卒業後にライブやディナーショーをさせていただいたりしたのですが、意外と総合的に考えるのが好きなんだな、と思いました。トータルバランスというか。やりたい曲を提案するとかもそうですが、どういう順番で、何を取り入れて、どこに挟むか、観ている人の気持ちを落とさずに、むしろクレッシェンドしていくような形にするには……みたいなことを考えるのが、意外と好きで。いつも思うのは、最前列の方と最後列の一番端の方も、同じ気持ちになってほしいんです。どうしても。そのための演出をストイックに考えますね。演出というほどのものでもないんですけど、みなさんの気持ちとともにショーのバランスや衣裳、メイクなどの要素を考えるのが楽しくて、幸せですね。今までは忙しすぎて、役のことだけを精一杯考えていましたから。自分という個について考えて、みなさんとの関係性やつながりを、一番考えるようになりました。


――宝塚という団体の一員から、ご卒業されておひとりになられてからどういう変化がありましたか?

先ほども少しお話したんですが、一番大きかったのは、自分がやりたいことって何?という聞かれたことがないことへの、慣れない感覚ですね。宝塚では、与えられたものの中でやっていましたから。やはり団体だからこそできる団体美があって、列を揃えながらも、どう自分をプロデュースできるかが重要でした。ずっと団体の中にいましたから、最初はすごく孤独を感じましたし、ひとりで舞台に立つことも怖かった。ひとりの私を観に来る人がいるのかな、という不安もありましたね。それでも来てくださる方がいて、今のような世界的に大変な中でも会いに来てくださる方がいる。それを知った今は、その方たちに「想像よりも面白かった」と思ってもらえるものは何かを一番に考えています。そのためには、それ相応の熱量が必要だとも分かったので、今までよりもアンテナを張っていますね。世界の流れやエンターテインメントの流れの中で新しいものを生み出していくために、情報をすごく集めていかないと。新しいものを受け入れる怖さを捨てて、解放された……というよりは、フラットになった感じです。

**項目一覧:**
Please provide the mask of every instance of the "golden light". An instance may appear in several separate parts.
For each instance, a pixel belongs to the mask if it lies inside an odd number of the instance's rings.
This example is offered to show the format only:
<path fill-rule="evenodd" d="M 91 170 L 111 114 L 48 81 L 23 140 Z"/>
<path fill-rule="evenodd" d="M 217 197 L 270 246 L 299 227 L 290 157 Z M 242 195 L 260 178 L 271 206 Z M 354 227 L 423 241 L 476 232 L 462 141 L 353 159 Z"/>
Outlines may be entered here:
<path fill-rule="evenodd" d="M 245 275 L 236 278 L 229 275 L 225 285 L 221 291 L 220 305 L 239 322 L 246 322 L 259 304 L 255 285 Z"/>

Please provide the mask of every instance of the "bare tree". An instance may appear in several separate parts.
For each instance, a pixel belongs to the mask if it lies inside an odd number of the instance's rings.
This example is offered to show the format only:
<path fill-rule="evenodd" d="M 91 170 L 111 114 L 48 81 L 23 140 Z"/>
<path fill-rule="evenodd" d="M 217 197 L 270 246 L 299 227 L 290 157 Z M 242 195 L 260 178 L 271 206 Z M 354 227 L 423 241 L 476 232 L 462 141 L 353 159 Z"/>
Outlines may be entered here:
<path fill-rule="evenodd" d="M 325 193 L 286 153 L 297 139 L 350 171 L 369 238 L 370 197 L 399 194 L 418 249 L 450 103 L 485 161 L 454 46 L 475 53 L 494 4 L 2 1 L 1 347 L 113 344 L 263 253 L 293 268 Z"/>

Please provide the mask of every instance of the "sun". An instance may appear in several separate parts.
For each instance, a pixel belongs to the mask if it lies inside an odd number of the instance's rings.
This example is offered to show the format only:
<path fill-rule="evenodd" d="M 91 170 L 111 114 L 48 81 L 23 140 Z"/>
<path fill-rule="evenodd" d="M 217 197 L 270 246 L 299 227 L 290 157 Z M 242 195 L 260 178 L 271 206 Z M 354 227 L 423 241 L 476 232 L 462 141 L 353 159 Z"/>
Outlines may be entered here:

**課題:**
a: 項目一覧に並ぶ項目を、最初の行から最後の行まですべて、一字一句変えずに書き写してください。
b: 宝塚を卒業してからの変化を語るインタビューの抜粋について、最後の文の後に続く内容を書くこと。

**結果（順番）:**
a:
Please provide the mask of every instance of the "golden light". An instance may appear in several separate parts.
For each instance, a pixel belongs to the mask if it lies inside an odd number of the instance's rings.
This example is offered to show the format only:
<path fill-rule="evenodd" d="M 91 170 L 111 114 L 48 81 L 23 140 Z"/>
<path fill-rule="evenodd" d="M 217 197 L 270 246 L 299 227 L 290 157 Z M 242 195 L 260 178 L 271 206 Z M 354 227 L 423 241 L 476 232 L 462 141 L 353 159 Z"/>
Outlines may be entered here:
<path fill-rule="evenodd" d="M 245 275 L 236 278 L 229 275 L 225 285 L 221 291 L 220 305 L 239 322 L 246 322 L 259 304 L 255 285 Z"/>

Please provide the mask of every instance of the "bare tree". An instance may appear in several separate parts.
For each instance, a pixel belongs to the mask if it lies inside an odd number of the instance's rings.
This example is offered to show the format only:
<path fill-rule="evenodd" d="M 91 170 L 111 114 L 48 81 L 23 140 Z"/>
<path fill-rule="evenodd" d="M 217 197 L 270 246 L 299 227 L 290 157 Z M 242 195 L 260 178 L 271 206 Z M 354 227 L 423 241 L 476 232 L 462 141 L 353 159 Z"/>
Outlines may be entered here:
<path fill-rule="evenodd" d="M 325 193 L 286 153 L 297 139 L 350 171 L 369 238 L 370 197 L 399 194 L 418 249 L 450 103 L 485 161 L 454 46 L 475 53 L 494 4 L 2 1 L 1 347 L 113 344 L 263 253 L 293 268 Z"/>

Please provide the mask of every instance of the "sun". An instance may appear in several separate parts.
For each instance, a pixel belongs to the mask if it lies inside an odd number of the instance's rings.
This example is offered to show the format only:
<path fill-rule="evenodd" d="M 91 170 L 111 114 L 48 81 L 23 140 Z"/>
<path fill-rule="evenodd" d="M 217 197 L 270 246 L 299 227 L 290 157 Z M 242 195 L 260 178 L 271 206 Z M 354 227 L 423 241 L 476 232 L 462 141 L 353 159 Z"/>
Outlines may be entered here:

b:
――男役からその卒業、という部分ではいかがでしょうか。

私、宝塚に居た頃から、あまり男役だと意識していませんでした。卒業する最後の頃は、男役という枠にはいたけれど、何かを演じることに性別って関係ないな、ということに気付いてきていました。演じるのは自分の魂だし、男性にも女性にも心はある。人を愛するとか、憎むとかって、そこに男だから女だからって変なこだわりを持つことですごく固い鎧を着てしまうんじゃないか、表現がすごく小さくなるんじゃないかと思っていました。だからこそ、そういう部分は今もあまり変わっていないのかもしれません。いつも性別にあまりこだわってはいないっていう感じです。


――コロナ禍により思うように活動できない期間が続いていますが、その期間はどのようなことを考えていらっしゃいましたか。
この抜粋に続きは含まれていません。